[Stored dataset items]

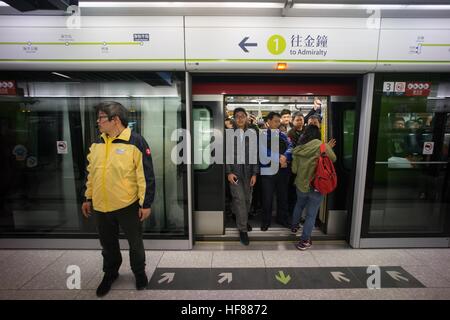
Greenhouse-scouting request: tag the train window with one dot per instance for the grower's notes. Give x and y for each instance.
(349, 132)
(202, 134)
(407, 180)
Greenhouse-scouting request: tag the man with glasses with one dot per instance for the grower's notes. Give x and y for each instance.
(120, 189)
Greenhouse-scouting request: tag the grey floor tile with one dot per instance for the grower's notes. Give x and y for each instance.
(238, 259)
(388, 257)
(38, 294)
(22, 266)
(296, 258)
(126, 279)
(442, 269)
(4, 254)
(56, 275)
(431, 256)
(186, 259)
(428, 276)
(339, 258)
(423, 294)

TASK REQUIREMENTS: The reply must consist solely of the lines from the one containing "Greenhouse-scouting request: tag the man" through the last line of the data, reproduced exactly.

OUTPUT OF THE EXERCISE:
Greenhouse-scouting request: tag the man with glasses with one dot per instance for the grower's notes. Give x and y for each instance.
(120, 189)
Greenhouse-scouting request: tag the grey floor tile with one dot per instance for the grower's notes. Give x and y for each instance.
(238, 259)
(388, 257)
(38, 294)
(22, 266)
(296, 258)
(126, 279)
(442, 269)
(4, 254)
(56, 275)
(431, 256)
(186, 259)
(428, 276)
(339, 258)
(423, 294)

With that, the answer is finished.